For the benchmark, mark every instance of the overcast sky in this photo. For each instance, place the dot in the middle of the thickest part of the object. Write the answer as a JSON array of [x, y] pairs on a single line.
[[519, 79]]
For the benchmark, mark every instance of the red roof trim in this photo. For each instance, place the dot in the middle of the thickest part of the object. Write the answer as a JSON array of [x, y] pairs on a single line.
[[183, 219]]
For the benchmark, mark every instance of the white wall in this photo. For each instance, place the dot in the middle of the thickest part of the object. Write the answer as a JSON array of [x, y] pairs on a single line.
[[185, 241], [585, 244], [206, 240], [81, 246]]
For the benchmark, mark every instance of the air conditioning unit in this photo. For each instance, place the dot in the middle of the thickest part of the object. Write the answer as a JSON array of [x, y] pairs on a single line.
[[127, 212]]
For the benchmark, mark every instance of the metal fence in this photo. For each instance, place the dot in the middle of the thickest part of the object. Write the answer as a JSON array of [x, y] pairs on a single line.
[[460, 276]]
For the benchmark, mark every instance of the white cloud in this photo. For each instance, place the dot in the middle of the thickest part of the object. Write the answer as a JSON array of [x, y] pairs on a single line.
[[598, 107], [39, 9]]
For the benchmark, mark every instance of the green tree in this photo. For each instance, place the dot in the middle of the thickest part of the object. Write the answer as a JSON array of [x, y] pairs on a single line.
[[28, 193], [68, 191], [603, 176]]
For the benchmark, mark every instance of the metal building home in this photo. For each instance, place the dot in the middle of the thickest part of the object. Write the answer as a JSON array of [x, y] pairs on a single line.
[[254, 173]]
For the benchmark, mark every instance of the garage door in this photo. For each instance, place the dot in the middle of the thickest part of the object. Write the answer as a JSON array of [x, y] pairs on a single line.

◇ ◇ ◇ ◇

WHAT TO WORK ON. Starting with the line that contains "For the benchmark, mark every instance of the green" and going on through the end of the entries, write out all of those lines again, requests included. Scale every coordinate in the answers by 0.95, rounding to whole numbers with halves rounded up.

RESPONSE.
For the benchmark, mark every instance of the green tree in this photo. For each instance, place the dot in the middle of the thickest part of the object. Write the answer as a JSON array of [x, y] pairs on a single line.
[[27, 183], [65, 181], [573, 167]]
For the benchmark, mark every instance of the metal building home in this photo. For each instance, place the dot in the middle of the thickest part of the object. Write the answer as a JSON array of [x, y] pairs on a single line.
[[241, 164]]
For the benchmark, mark every instance of the garage door in this photo. For each instance, place the dot in the middle of the thickest part of the object. Write the answer as a JSON array of [x, y] pairs on a single line.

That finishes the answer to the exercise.